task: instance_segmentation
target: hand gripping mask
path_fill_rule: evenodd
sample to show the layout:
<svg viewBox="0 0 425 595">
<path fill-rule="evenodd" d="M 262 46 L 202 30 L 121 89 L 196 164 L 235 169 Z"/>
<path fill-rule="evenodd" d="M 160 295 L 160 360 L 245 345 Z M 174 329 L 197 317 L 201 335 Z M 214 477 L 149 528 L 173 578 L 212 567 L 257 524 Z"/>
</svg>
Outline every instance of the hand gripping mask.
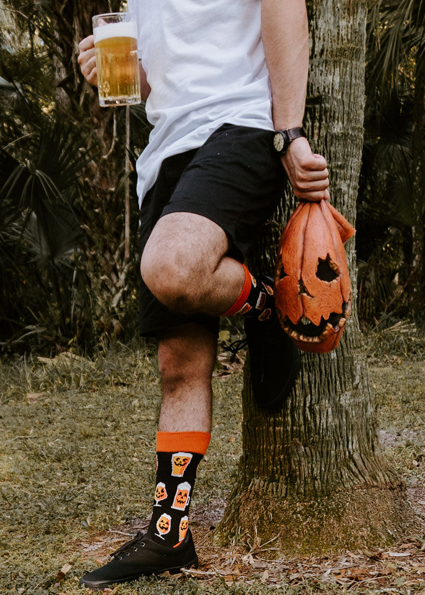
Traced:
<svg viewBox="0 0 425 595">
<path fill-rule="evenodd" d="M 355 233 L 326 201 L 302 201 L 283 230 L 274 278 L 276 311 L 304 351 L 327 353 L 339 343 L 351 310 L 343 245 Z"/>
</svg>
__________
Exercise objective ▸
Reproduce every row above verbatim, omitting the pictures.

Correct response ▸
task: instance_segmentation
target: hand gripping mask
path_fill_rule: evenodd
sample to show the layout:
<svg viewBox="0 0 425 595">
<path fill-rule="evenodd" d="M 262 46 L 202 30 L 121 89 L 196 164 L 235 169 Z"/>
<path fill-rule="evenodd" d="M 160 295 L 160 360 L 245 345 Z M 174 329 L 197 317 L 201 335 Z M 214 477 L 149 528 L 173 578 L 212 567 L 257 524 Z"/>
</svg>
Outline every instance of the hand gripping mask.
Traced:
<svg viewBox="0 0 425 595">
<path fill-rule="evenodd" d="M 355 233 L 326 201 L 302 201 L 283 230 L 274 278 L 276 311 L 304 351 L 327 353 L 339 343 L 351 310 L 343 245 Z"/>
</svg>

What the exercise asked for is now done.